Service Entrance (French: Escalier de service) is a 1954 French comedy drama film directed and written by Carlo Rim and starring Etchika Choureau, Danielle Darrieux and Robert Lamoureux. It was shot at the Billancourt Studios in Paris and at the Louvre Museum. The film's sets were designed by the art director Serge Piménoff.

Synopsis 
Walking alone and looking desperate, young Marie-Lou (Etchika Choureau) is taken in hand by Léo, a street photographer and his squatter friends. They all want to know what happened to her, so to satisfy their curiosity, Marie-Lou starts recounting her unfortunate experiences as a housemaid. On account of adverse circumstances, she tells them, she lost all of the jobs she had in five different families. To crown it all, the young man she has fallen in love with, a brilliant artist, is in prison.

▬▬▬▬▬▬

*WRITTEN TASK 1*: Quote the film description from "Service Entrance (French: Escalier" up to and including "is in prison.".
*WRITTEN TASK 2*: Name every performer that the film description lists as starring in the film.
Rely on the film description alone.

[Data items]
▬▬▬▬▬▬

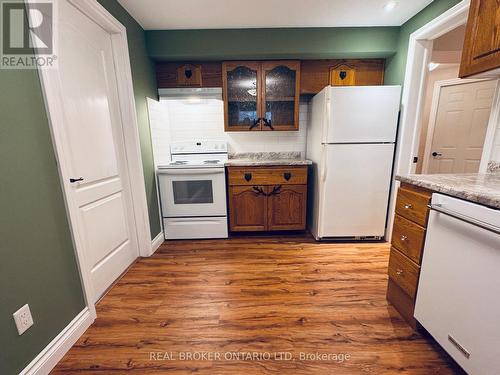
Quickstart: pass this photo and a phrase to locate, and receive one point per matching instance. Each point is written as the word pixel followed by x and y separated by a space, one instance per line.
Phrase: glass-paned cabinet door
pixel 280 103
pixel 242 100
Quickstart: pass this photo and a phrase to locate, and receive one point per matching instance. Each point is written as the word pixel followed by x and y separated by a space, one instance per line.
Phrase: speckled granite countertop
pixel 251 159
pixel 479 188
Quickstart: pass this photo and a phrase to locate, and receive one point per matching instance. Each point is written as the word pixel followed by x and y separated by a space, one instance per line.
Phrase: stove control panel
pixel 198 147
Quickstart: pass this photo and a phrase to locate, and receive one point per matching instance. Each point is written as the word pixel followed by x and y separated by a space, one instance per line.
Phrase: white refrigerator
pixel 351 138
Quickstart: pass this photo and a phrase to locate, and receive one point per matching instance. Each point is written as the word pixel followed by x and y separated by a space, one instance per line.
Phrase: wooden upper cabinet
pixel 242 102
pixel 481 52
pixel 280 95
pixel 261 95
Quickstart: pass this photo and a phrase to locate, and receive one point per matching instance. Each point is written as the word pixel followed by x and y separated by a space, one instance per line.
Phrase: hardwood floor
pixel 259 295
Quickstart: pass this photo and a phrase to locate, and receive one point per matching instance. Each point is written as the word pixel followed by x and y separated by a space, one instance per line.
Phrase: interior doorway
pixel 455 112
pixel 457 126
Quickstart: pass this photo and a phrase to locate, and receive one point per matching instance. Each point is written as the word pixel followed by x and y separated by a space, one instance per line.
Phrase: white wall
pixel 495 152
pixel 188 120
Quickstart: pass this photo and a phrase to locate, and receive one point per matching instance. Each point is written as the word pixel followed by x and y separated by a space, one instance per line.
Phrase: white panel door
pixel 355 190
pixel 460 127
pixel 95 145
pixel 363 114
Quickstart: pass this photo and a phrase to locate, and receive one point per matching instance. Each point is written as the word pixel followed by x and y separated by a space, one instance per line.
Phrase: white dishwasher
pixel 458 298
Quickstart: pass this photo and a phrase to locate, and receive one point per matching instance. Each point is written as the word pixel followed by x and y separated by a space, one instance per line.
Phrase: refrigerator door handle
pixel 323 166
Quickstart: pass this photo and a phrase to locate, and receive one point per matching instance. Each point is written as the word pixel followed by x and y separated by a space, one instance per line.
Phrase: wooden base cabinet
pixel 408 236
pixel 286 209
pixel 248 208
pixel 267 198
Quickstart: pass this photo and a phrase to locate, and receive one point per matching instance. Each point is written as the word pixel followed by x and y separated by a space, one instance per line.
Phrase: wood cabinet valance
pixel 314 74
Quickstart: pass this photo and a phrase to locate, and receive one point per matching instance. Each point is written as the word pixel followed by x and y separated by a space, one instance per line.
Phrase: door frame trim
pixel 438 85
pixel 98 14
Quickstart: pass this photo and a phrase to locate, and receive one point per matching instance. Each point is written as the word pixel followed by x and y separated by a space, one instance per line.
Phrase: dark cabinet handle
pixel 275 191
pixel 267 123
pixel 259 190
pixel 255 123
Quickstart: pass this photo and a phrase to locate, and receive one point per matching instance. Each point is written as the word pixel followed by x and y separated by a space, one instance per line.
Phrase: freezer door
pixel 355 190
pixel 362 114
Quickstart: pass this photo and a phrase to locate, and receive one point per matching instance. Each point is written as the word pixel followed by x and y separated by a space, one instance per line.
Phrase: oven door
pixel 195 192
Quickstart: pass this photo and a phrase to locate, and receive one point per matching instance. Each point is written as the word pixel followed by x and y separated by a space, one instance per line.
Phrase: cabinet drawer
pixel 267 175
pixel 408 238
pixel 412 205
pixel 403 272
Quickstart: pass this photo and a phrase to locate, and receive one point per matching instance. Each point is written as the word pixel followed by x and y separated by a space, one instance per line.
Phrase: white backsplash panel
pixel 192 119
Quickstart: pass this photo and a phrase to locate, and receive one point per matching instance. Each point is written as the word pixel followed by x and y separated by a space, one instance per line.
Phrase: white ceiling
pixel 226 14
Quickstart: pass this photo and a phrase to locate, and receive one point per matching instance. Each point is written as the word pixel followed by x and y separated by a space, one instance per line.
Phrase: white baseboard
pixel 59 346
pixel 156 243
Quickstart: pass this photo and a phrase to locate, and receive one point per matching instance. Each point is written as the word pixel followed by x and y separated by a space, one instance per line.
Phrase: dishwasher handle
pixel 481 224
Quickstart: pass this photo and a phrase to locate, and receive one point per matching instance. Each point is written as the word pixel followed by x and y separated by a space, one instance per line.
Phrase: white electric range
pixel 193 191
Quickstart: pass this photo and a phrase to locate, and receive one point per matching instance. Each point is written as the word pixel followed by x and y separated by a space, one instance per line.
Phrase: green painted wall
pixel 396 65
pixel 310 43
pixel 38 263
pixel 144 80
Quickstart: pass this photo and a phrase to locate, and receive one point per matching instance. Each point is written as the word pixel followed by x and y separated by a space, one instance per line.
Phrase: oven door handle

▬▬▬▬▬▬

*SOLUTION 1*:
Service Entrance (French: Escalier de service) is a 1954 French comedy drama film directed and written by Carlo Rim and starring Etchika Choureau, Danielle Darrieux and Robert Lamoureux. It was shot at the Billancourt Studios in Paris and at the Louvre Museum. The film's sets were designed by the art director Serge Piménoff.

Synopsis 
Walking alone and looking desperate, young Marie-Lou (Etchika Choureau) is taken in hand by Léo, a street photographer and his squatter friends. They all want to know what happened to her, so to satisfy their curiosity, Marie-Lou starts recounting her unfortunate experiences as a housemaid. On account of adverse circumstances, she tells them, she lost all of the jobs she had in five different families. To crown it all, the young man she has fallen in love with, a brilliant artist, is in prison.

*SOLUTION 2*: Etchika Choureau, Danielle Darrieux, Robert Lamoureux